Ce qu’est le rapport de gestion.

Compte tenu des prescriptions légales, le rapport de gestion, également désigné par rapport  sur les opérations de l’exercice, est un compte rendu obligatoire qui rend compte de l’activité de l’exercice écoulé et qui doit apporter de la transparence sur les actes de gestion de ceux qui sont mandatés pour la gestion de la société.

Il permet de formaliser l’information à laquelle a droit chaque associé ou actionnaire rendu obligatoirement destinataire de ce rapport, selon le cas quinze jours[3] ou un mois[4] au moins, avant la date de l’assemblée générale ordinaire.

Dans les pays où il fait l’objet d’une publication, le rapport de gestion apporte de la pertinence à l’information qui y est portée, car au-delà de rendre compte aux associés ou actionnaires, il apporte des éclaircissements aux tiers pour que l’entité concernée soit mieux connue et comprise de la part de tous ceux qui ont un intérêt direct ou indirect avec la société. C’est à ce niveau que le rapport de gestion est à la limite d’être un outil de communication.

C’est d’ailleurs dans cet esprit que certaines entités développent, dans le prolongement de ce rapport, un rapport annuel désigné également par ‘Plaquette annuelle’ dont le contenu n’est pas réglementé mais qui utilise, en grande partie, les informations du rapport de gestion.

Contrairement aux pays où le rapport de gestion fait partie des documents qui doivent être déposés au greffe du tribunal, il n’existe pas, en Algérie, d’obligation à le publier, la publication des comptes se résumant chez nous à un dépôt des comptes sociaux, au centre national du registre de commerce, accompagné du procès-verbal de l’assemblée générale, dans le mois qui suit leur adoption par ladite assemblée[5].

Le contenu du rapport de gestion n’est pas réglementé.

Au-delà de l’obligation d’y rapporter la situation de la société et son activité pendant l’exercice écoulé, il n’y pas, en Algérie, d’orientation réglementaire sur son contenu.

C’est pour cette raison qu’en pratique la forme des rapports de gestion varie d’une société à une autre, selon le secteur d’activité auquel elle appartient et notamment lorsqu’il s’agit d’activités réglementées.

En règle générale, le rapport rend compte de la situation au cours de l’exercice écoulé mais également de son évolution prévisible. Cet enchainement entre les réalisations et les perspectives est souvent présenté par principale fonction de l’entreprise (commerciale, approvisionnement, investissement, production, ressources humaines, financière, hygiène sécurité….) et par métier selon le cas.

Il est important d’y rappeler les faits marquants de l’exercice clôturé mais également les évènements importants survenus entre la date de clôture des comptes et la date d’établissement du rapport de gestion, ces évènements pouvant avoir un impact sur les états financiers à approuver.

Outre les mentions obligatoires, telles que les changements de méthode comptable et les modifications  intervenues dans la présentation des comptes annuels,  on y retrouve souvent des analyses sur le chiffre d’affaires et l’évolution de l’activité, l’endettement et la situation financière, la performance et les résultats de la société.

Matériel fourni:
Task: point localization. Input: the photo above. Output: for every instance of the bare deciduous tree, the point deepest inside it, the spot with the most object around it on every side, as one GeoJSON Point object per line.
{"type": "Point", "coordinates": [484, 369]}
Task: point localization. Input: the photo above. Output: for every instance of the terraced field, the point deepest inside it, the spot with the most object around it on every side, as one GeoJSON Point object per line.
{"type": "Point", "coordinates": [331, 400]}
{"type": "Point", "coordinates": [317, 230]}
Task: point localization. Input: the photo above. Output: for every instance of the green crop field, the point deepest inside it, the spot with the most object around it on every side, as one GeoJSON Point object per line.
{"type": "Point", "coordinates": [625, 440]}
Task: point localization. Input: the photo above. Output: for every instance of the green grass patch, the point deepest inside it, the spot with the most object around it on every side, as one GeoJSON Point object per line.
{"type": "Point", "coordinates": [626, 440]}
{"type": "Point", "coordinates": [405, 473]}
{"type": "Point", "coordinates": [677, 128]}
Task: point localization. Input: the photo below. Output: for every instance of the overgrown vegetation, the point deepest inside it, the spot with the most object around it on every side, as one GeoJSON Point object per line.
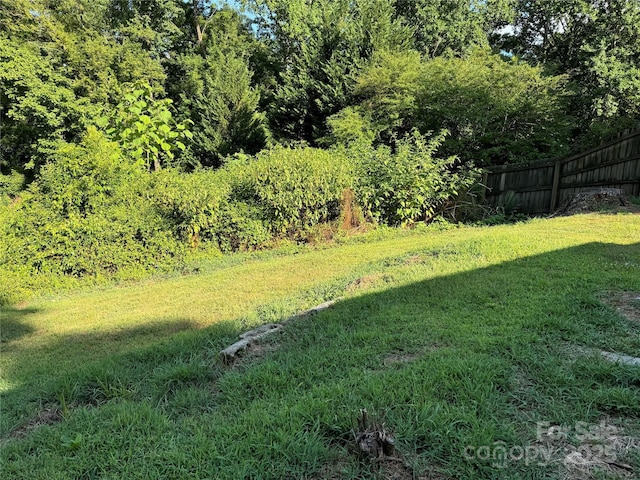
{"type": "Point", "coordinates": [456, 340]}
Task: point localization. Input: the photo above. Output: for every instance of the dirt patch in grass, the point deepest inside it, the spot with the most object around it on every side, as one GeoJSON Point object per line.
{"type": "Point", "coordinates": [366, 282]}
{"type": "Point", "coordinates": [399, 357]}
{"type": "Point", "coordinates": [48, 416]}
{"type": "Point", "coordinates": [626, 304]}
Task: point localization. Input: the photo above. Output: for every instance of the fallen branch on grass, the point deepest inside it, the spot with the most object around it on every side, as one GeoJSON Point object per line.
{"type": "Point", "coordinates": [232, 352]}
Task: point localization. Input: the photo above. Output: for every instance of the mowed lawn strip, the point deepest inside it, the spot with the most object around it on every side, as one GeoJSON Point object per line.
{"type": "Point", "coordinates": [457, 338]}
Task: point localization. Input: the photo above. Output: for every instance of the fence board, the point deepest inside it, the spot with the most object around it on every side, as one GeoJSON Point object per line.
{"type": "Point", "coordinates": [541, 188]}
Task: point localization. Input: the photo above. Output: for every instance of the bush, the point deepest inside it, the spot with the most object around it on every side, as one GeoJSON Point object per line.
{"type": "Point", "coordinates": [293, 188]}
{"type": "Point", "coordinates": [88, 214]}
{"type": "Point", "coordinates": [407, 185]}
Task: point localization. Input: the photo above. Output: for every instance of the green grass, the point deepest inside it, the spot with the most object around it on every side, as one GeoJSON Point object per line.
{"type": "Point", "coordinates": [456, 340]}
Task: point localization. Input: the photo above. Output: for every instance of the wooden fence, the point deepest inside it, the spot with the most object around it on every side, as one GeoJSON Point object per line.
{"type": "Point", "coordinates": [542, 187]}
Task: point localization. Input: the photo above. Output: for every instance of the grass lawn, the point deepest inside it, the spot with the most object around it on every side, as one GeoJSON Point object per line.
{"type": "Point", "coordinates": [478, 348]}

Objectif de la tâche:
Restituez mot pour mot le passage de l’extrait sur le rapport de gestion allant de « Il est important » jusqu’à « résultats de la société. ».

Réponse au problème:
Il est important d’y rappeler les faits marquants de l’exercice clôturé mais également les évènements importants survenus entre la date de clôture des comptes et la date d’établissement du rapport de gestion, ces évènements pouvant avoir un impact sur les états financiers à approuver.

Outre les mentions obligatoires, telles que les changements de méthode comptable et les modifications  intervenues dans la présentation des comptes annuels,  on y retrouve souvent des analyses sur le chiffre d’affaires et l’évolution de l’activité, l’endettement et la situation financière, la performance et les résultats de la société.